- _Short problem_: Rewrite each of the entries below with every "instance" changed to "object" and nothing else altered. Omit the pictures.

- _Supplied data_:
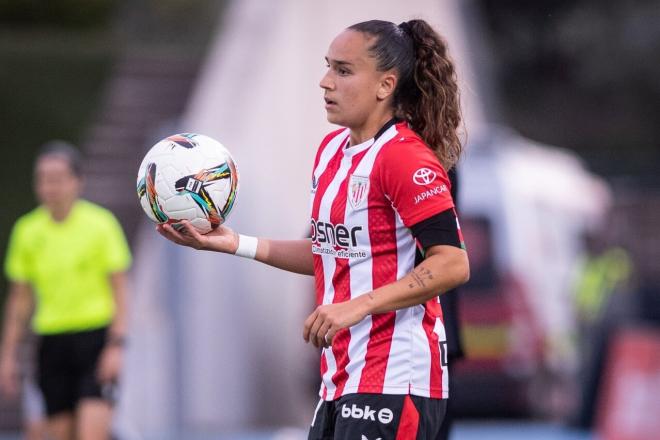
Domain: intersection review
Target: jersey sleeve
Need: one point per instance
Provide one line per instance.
(413, 179)
(17, 261)
(117, 255)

- _Solution to the problem_:
Domain: intersection review
Target: jersey sleeve
Need: one point per object
Provide one line per object.
(413, 179)
(17, 261)
(117, 255)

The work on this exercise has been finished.